## [EXERCISE OBJECTIVE]
Each line of the data should be duplicated precisely.

## [AVAILABLE DATA]
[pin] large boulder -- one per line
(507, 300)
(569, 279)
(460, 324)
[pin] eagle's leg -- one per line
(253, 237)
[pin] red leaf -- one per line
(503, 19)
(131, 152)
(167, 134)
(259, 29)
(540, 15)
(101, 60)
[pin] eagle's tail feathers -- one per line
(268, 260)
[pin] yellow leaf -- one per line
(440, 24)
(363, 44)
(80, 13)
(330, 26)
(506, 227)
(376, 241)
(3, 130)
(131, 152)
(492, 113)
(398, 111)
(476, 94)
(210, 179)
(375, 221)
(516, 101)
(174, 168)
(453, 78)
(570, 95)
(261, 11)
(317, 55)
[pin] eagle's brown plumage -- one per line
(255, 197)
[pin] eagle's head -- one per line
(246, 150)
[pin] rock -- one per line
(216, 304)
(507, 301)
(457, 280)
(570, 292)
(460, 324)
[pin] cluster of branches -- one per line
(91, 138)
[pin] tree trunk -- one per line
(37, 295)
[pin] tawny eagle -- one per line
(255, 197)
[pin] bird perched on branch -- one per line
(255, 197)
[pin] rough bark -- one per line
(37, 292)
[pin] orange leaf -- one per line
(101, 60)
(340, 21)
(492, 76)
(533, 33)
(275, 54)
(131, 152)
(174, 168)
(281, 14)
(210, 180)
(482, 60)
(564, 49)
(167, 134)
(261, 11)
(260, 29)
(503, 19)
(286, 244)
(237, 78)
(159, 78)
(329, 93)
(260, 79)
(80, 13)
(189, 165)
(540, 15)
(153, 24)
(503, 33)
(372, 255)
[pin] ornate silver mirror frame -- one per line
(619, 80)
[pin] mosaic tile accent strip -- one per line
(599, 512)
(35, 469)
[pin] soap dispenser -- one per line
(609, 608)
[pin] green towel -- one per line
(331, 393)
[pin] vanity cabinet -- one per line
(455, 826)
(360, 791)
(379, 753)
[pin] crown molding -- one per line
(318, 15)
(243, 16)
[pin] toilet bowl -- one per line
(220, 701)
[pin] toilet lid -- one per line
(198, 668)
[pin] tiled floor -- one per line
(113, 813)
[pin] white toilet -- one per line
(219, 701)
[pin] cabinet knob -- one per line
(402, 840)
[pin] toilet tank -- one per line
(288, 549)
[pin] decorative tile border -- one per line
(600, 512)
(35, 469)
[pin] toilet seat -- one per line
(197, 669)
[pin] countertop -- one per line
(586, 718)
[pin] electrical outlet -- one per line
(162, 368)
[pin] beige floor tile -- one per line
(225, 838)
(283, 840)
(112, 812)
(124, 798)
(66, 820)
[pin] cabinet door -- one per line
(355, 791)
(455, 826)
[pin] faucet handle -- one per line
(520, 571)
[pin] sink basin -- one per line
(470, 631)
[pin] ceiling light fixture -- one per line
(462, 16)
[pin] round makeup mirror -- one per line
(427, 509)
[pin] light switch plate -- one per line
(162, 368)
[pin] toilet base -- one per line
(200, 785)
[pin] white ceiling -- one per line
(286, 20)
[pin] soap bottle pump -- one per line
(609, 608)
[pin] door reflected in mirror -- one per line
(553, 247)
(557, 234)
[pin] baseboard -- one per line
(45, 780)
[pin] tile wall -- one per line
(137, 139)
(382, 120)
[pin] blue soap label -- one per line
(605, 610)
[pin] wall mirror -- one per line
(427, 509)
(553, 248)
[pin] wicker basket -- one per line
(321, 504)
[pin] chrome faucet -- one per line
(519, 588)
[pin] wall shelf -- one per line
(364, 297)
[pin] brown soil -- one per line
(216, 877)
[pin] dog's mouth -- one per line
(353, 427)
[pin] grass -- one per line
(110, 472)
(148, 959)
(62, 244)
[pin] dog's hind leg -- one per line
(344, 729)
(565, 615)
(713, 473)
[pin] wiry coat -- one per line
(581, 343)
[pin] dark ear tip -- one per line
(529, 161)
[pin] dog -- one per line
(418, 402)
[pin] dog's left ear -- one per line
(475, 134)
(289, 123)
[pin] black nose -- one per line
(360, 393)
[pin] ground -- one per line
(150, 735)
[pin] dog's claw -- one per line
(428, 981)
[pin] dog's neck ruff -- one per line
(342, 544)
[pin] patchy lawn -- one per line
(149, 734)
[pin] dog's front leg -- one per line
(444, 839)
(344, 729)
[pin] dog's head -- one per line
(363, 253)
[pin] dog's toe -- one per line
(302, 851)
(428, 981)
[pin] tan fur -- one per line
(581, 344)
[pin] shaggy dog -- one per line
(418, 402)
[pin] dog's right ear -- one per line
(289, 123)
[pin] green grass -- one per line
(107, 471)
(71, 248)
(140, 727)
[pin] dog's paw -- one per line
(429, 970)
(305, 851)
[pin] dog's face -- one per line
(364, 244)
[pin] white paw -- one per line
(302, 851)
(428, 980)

## [TASK OUTPUT]
[pin] large boulder -- one per line
(507, 300)
(569, 279)
(460, 324)
[pin] eagle's leg -- one per line
(253, 237)
[pin] red leaf -- one per line
(503, 19)
(131, 152)
(167, 134)
(259, 29)
(540, 15)
(101, 60)
[pin] eagle's tail feathers -- one per line
(268, 260)
[pin] yellow leaf -- one per line
(440, 24)
(363, 44)
(80, 13)
(330, 26)
(506, 227)
(376, 241)
(3, 130)
(131, 152)
(492, 113)
(398, 111)
(476, 94)
(210, 179)
(375, 221)
(516, 101)
(174, 168)
(453, 78)
(570, 95)
(261, 11)
(317, 55)
[pin] eagle's brown plumage -- one per line
(255, 197)
[pin] eagle's head -- one per line
(246, 150)
[pin] rock -- one per line
(216, 304)
(507, 301)
(457, 280)
(570, 292)
(460, 324)
[pin] cluster of branches -- one per line
(91, 138)
[pin] tree trunk -- one per line
(37, 295)
[pin] tawny eagle -- one per line
(255, 197)
[pin] bird perched on branch -- one per line
(255, 197)
[pin] rough bark -- one per line
(37, 292)
[pin] orange leaf -- one per line
(101, 60)
(340, 21)
(492, 76)
(533, 33)
(275, 54)
(131, 152)
(174, 168)
(281, 14)
(210, 180)
(482, 60)
(564, 49)
(167, 134)
(261, 11)
(260, 29)
(503, 19)
(286, 244)
(237, 78)
(159, 78)
(329, 93)
(260, 79)
(80, 13)
(189, 165)
(540, 15)
(153, 24)
(503, 33)
(372, 255)
[pin] ornate silver mirror frame -- one per line
(619, 80)
[pin] mosaic tile accent strip -- one per line
(599, 512)
(35, 469)
[pin] soap dispenser -- one per line
(609, 608)
[pin] green towel -- one per line
(331, 393)
[pin] vanity cabinet -- one per line
(455, 826)
(360, 791)
(379, 753)
[pin] crown molding -- one per line
(318, 15)
(243, 16)
[pin] toilet bowl -- one per line
(220, 701)
[pin] toilet lid -- one per line
(198, 668)
[pin] tiled floor -- one per line
(113, 813)
[pin] white toilet -- one per line
(219, 701)
[pin] cabinet knob -- one per line
(402, 840)
[pin] toilet tank -- one per line
(288, 549)
[pin] decorative tile border -- one per line
(600, 512)
(35, 469)
[pin] toilet seat -- one per line
(197, 669)
[pin] countertop -- one per line
(586, 718)
[pin] electrical outlet -- one per line
(162, 368)
[pin] beige floor tile -- one per line
(225, 838)
(283, 840)
(112, 812)
(124, 798)
(66, 820)
[pin] cabinet door -- one per line
(355, 791)
(455, 826)
[pin] faucet handle -- one per line
(520, 571)
[pin] sink basin -- one per line
(470, 631)
[pin] ceiling light fixture -- one per line
(462, 16)
[pin] round makeup mirror -- one per line
(427, 509)
[pin] light switch plate -- one per line
(162, 368)
[pin] toilet base -- one per line
(200, 785)
[pin] white ceiling -- one per line
(286, 20)
[pin] soap bottle pump -- one per line
(609, 608)
[pin] door reflected in mirror -- one per line
(553, 247)
(557, 234)
[pin] baseboard -- one per line
(45, 780)
[pin] tile wall -- one per line
(137, 139)
(382, 120)
[pin] blue soap label -- one per line
(605, 610)
[pin] wall mirror -- one per line
(427, 509)
(553, 248)
[pin] wicker basket -- one per line
(321, 504)
[pin] chrome faucet -- one per line
(519, 588)
[pin] wall shelf -- one per line
(364, 297)
[pin] brown soil -- one per line
(216, 877)
[pin] dog's mouth -- one per line
(353, 427)
[pin] grass -- one per line
(110, 472)
(148, 959)
(62, 244)
[pin] dog's hind leg -- one per line
(344, 729)
(565, 615)
(713, 473)
[pin] wiry coat -- one per line
(581, 343)
[pin] dark ear tip -- one per line
(529, 161)
[pin] dog -- one per line
(418, 402)
[pin] dog's left ear -- one per line
(475, 134)
(289, 123)
[pin] black nose -- one per line
(360, 393)
[pin] ground -- one per line
(150, 735)
[pin] dog's claw -- one per line
(428, 981)
[pin] dog's neck ruff -- one per line
(342, 544)
[pin] patchy lawn -- one per line
(149, 734)
[pin] dog's front leg -- one per line
(444, 839)
(344, 729)
[pin] dog's head -- one per line
(363, 253)
[pin] dog's toe -- one per line
(302, 851)
(428, 981)
[pin] tan fur -- one per line
(581, 344)
[pin] shaggy dog -- one per line
(418, 402)
[pin] dog's right ear -- one per line
(289, 123)
[pin] green grass -- one per line
(107, 471)
(71, 248)
(140, 727)
[pin] dog's paw -- one per line
(429, 970)
(305, 851)
[pin] dog's face -- one per line
(364, 244)
[pin] white paw -- one per line
(302, 851)
(428, 980)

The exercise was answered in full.